What you have to do:
Your answer should consist of each line below that includes the word "located".

Given entries:
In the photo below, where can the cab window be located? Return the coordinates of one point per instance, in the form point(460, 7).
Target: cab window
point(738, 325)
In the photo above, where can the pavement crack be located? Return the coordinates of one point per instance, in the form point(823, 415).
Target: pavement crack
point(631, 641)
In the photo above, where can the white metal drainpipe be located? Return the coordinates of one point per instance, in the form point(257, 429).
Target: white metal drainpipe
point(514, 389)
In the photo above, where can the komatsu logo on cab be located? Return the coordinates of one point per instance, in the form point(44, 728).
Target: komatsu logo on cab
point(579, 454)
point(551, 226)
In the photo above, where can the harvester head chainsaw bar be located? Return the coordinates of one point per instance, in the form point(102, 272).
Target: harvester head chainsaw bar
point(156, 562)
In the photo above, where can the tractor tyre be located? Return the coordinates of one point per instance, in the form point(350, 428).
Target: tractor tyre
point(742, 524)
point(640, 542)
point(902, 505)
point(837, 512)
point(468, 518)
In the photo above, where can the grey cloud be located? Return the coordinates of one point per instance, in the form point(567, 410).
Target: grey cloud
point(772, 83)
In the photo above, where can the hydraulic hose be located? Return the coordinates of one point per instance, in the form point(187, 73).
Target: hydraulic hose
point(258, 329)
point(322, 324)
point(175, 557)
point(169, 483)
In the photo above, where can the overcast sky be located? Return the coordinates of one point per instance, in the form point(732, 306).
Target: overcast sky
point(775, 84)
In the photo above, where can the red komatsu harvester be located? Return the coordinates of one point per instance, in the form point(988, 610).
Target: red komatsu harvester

Written solution:
In the photo below, where can the cab window be located? Return the coordinates of one point per instance, in the form point(460, 7).
In the photo above, where can the pavement crack be located? Return the coordinates of one point per instance, in the form point(823, 415).
In the photo above, where can the white metal drainpipe be located? Return the coordinates of one point per instance, in the form point(257, 429).
In the photo above, where can the komatsu logo on cab be located? Return the coordinates of one point per instance, in the form point(44, 728).
In the photo above, where can the harvester head chainsaw bar be located? Return the coordinates of one point per instance, in the form point(102, 272).
In the photo above, where can the tractor tyre be located? Return the coordinates of one point per instance, in the form point(350, 428).
In the photo above, where can the grey cloud be located? Return the coordinates of one point per instance, in the form point(567, 410).
In the photo above, where can the hydraulic hose be located? Return the coordinates of one point per instance, in the form point(187, 73).
In the photo above, where can the overcast sky be located? Return the coordinates of one point per instance, in the form point(732, 306).
In the photo above, where can the red komatsu harvester be located? Return the coordinates of one point per instance, in the form point(988, 610).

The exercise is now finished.